Trabalho solicitado |
Transcreva sem qualquer alteração as linhas abaixo, desde a que contém "Spot the green" até a que contém "(1310, 423)", incluindo ambas.

Entradas de dados extraídas
####################
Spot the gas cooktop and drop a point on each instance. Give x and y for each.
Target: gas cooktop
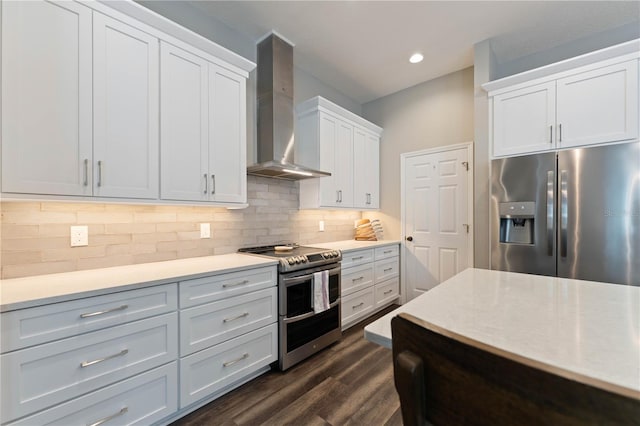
(293, 257)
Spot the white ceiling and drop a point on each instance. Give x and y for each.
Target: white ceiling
(362, 48)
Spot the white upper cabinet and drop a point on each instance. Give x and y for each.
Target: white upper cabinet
(125, 90)
(46, 98)
(334, 140)
(524, 120)
(184, 131)
(598, 106)
(590, 104)
(203, 129)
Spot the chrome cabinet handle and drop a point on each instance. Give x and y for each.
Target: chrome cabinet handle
(99, 173)
(550, 210)
(246, 314)
(560, 129)
(358, 305)
(235, 284)
(563, 213)
(86, 172)
(98, 361)
(111, 417)
(94, 314)
(229, 363)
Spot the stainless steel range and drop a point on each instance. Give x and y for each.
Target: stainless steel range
(303, 328)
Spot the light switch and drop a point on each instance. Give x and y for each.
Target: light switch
(205, 230)
(79, 236)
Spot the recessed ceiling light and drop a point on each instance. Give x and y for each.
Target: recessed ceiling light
(415, 58)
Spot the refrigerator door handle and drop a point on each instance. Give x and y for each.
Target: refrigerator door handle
(563, 213)
(550, 210)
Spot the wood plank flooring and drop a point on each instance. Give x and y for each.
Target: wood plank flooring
(349, 383)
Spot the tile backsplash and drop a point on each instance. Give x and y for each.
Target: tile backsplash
(35, 236)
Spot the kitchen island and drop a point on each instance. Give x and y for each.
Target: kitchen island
(584, 331)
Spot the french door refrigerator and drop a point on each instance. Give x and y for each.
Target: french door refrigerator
(572, 214)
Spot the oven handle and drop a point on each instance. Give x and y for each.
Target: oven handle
(297, 280)
(310, 314)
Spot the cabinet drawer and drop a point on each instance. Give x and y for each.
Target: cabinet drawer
(356, 278)
(33, 326)
(386, 252)
(45, 375)
(213, 323)
(386, 269)
(357, 305)
(357, 257)
(210, 370)
(209, 289)
(142, 400)
(386, 292)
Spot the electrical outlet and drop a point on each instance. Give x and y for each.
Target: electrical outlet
(79, 236)
(205, 230)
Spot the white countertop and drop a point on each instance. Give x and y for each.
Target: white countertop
(19, 293)
(583, 328)
(350, 245)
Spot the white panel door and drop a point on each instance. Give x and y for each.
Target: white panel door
(227, 136)
(366, 170)
(46, 98)
(344, 164)
(126, 108)
(436, 219)
(523, 120)
(328, 129)
(598, 106)
(184, 173)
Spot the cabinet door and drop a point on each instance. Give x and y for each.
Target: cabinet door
(344, 164)
(227, 136)
(183, 125)
(125, 78)
(366, 159)
(328, 130)
(523, 120)
(46, 98)
(598, 106)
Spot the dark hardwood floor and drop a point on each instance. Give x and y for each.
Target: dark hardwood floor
(349, 383)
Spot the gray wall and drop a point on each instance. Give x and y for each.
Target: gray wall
(435, 113)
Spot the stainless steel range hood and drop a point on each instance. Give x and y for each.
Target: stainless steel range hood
(275, 114)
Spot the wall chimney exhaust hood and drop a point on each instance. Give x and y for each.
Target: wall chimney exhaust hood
(275, 114)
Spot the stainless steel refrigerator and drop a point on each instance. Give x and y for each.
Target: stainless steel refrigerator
(573, 214)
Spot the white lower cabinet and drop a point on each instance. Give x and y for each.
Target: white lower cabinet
(370, 281)
(211, 370)
(140, 400)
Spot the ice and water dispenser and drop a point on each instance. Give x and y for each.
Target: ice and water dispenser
(517, 222)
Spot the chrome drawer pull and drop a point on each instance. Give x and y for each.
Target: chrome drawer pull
(98, 361)
(246, 314)
(235, 284)
(111, 417)
(94, 314)
(229, 363)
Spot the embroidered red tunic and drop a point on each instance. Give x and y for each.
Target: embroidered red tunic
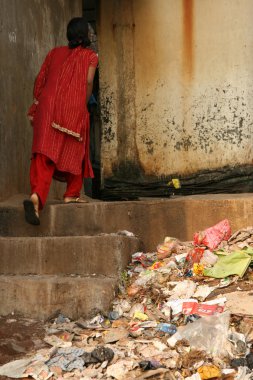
(59, 113)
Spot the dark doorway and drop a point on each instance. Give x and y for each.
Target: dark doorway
(92, 186)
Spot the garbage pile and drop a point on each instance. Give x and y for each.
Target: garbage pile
(183, 312)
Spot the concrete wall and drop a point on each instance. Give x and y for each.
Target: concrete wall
(28, 29)
(176, 82)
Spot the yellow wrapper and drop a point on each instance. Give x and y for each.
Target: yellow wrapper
(198, 269)
(209, 372)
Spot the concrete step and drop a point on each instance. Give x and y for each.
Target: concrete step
(150, 219)
(41, 296)
(104, 255)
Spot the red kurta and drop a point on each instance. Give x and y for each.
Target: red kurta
(60, 115)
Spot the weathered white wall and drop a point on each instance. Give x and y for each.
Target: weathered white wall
(176, 82)
(28, 30)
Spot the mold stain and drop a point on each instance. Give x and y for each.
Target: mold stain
(188, 25)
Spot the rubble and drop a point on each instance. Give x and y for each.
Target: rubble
(183, 312)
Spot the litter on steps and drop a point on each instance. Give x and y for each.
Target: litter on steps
(182, 312)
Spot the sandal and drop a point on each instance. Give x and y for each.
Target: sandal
(74, 200)
(31, 216)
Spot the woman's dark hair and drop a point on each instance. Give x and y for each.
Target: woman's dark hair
(77, 33)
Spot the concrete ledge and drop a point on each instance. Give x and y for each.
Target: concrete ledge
(40, 296)
(104, 255)
(150, 219)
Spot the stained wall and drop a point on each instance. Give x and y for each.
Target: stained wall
(176, 81)
(28, 30)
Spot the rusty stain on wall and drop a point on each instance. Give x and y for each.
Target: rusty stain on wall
(188, 38)
(181, 98)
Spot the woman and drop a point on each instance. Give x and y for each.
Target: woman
(60, 120)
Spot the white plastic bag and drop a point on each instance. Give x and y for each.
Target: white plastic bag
(208, 334)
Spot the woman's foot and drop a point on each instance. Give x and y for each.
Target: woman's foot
(31, 207)
(74, 200)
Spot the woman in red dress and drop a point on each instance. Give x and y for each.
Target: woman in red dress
(60, 120)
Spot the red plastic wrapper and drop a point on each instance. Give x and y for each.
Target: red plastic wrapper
(195, 255)
(201, 309)
(213, 236)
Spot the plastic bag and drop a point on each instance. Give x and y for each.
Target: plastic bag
(213, 236)
(168, 247)
(208, 334)
(208, 259)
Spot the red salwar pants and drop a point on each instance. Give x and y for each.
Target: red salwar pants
(41, 173)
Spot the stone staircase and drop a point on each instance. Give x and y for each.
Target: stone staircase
(72, 262)
(42, 273)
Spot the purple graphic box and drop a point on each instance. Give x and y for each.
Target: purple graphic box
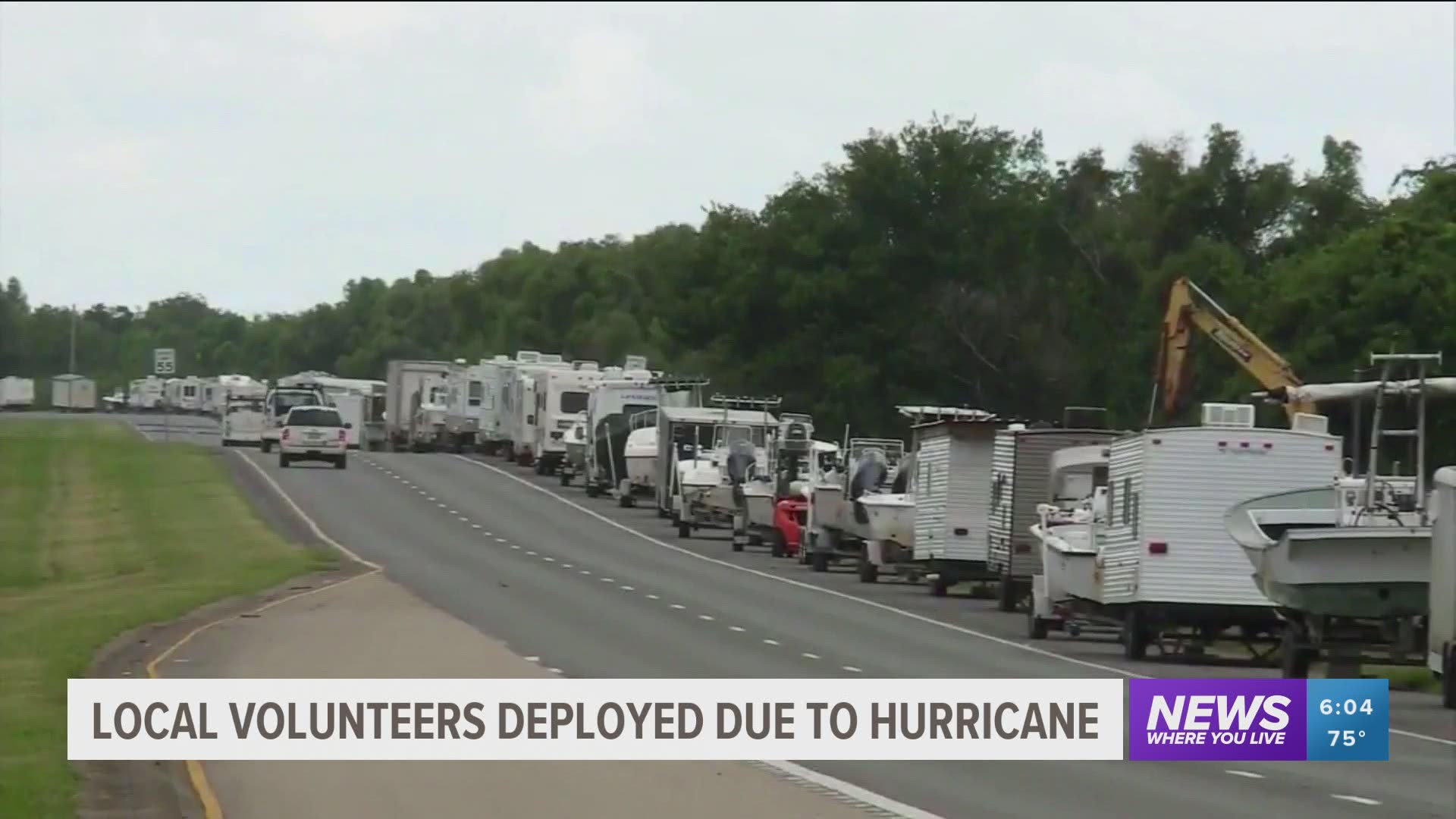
(1218, 720)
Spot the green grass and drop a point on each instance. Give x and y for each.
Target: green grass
(102, 532)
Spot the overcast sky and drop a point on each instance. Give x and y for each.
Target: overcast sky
(265, 155)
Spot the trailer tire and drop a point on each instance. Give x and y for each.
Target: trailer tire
(868, 572)
(1294, 656)
(1036, 626)
(1134, 634)
(1009, 595)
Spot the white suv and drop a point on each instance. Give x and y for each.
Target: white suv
(313, 433)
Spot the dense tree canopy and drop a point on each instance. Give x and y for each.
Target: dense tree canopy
(949, 262)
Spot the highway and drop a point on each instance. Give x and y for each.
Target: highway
(593, 591)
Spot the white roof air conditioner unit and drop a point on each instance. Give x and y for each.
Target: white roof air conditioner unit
(1228, 416)
(1310, 423)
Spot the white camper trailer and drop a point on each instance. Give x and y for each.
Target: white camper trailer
(561, 403)
(414, 403)
(610, 409)
(952, 497)
(465, 400)
(147, 395)
(73, 394)
(17, 392)
(495, 378)
(184, 394)
(1021, 479)
(522, 403)
(1164, 557)
(243, 413)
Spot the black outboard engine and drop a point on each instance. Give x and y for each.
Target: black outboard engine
(742, 460)
(903, 475)
(870, 472)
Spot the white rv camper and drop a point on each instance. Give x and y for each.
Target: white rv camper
(1021, 480)
(243, 413)
(73, 394)
(522, 403)
(613, 403)
(17, 392)
(952, 497)
(147, 394)
(465, 404)
(1164, 557)
(561, 403)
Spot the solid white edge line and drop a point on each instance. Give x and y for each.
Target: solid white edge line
(852, 598)
(1356, 799)
(851, 790)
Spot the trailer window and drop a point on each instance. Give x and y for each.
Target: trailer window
(315, 417)
(284, 401)
(573, 403)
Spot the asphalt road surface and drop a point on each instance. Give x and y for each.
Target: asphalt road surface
(590, 595)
####################
Resultado do exercício |
Spot the green grass and drop a point on each instance. Give x and y for each.
Target: green grass
(102, 532)
Spot the overcast sky and drop a point on each instance. Give x and y for each.
Target: overcast sky
(265, 155)
Spot the trailer tire and drop a point on each instance. Give x and y for each.
Target: trailer tire
(868, 572)
(1294, 656)
(1036, 626)
(1134, 634)
(1009, 595)
Spot the white suv and drop a point on each instance. Give x and y for each.
Target: white suv
(313, 433)
Spot the dense tree canopy and drop a point on each instance. Give x and y for each.
Target: dense tree canopy
(949, 262)
Spot the highway and drop a point on each instance. Give x and y for each.
Target: highway
(593, 591)
Spot the white roof air conditioner unit and drop a point on each instance. Give x and y for each.
Target: white roof air conditioner unit
(1228, 416)
(1310, 423)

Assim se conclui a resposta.